JOB: Can you reproduce the items below with every "sample" swapped for "reference" and nothing else changed?

PROVIDED RECORDS:
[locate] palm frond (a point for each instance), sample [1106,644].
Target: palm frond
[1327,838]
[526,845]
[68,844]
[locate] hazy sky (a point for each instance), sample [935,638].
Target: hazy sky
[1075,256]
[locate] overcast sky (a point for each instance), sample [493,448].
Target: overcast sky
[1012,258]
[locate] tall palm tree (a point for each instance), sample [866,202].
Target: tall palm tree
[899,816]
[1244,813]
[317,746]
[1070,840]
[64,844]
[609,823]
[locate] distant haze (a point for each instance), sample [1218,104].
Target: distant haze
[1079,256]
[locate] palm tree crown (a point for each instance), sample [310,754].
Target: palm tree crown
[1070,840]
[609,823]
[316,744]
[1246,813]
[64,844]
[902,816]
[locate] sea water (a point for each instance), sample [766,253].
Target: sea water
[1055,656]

RESPONSE TO THIS EXERCISE:
[locate] palm frond (a point for each instance), reference [1106,644].
Target: palm frond
[1327,838]
[526,845]
[68,844]
[locate] hazy sky (a point for each instance), reference [935,638].
Target: hazy sky
[1075,256]
[locate] overcast sky (a point for each instance), reference [493,448].
Target: overcast sky
[1012,258]
[locate] tall palm tree (a point for each instance), reference [866,202].
Target: tall palm tree
[899,816]
[1244,813]
[317,746]
[1070,840]
[64,844]
[609,823]
[locate] distant haze (a point for each instance), reference [1218,104].
Target: distant haze
[1079,256]
[locate] palm tree crown (a point for each instance), reference [310,754].
Target: palm tree crown
[1070,840]
[609,823]
[316,744]
[1246,813]
[64,844]
[902,816]
[locate] sea water (a point for each instance), reference [766,253].
Target: sea water
[1055,656]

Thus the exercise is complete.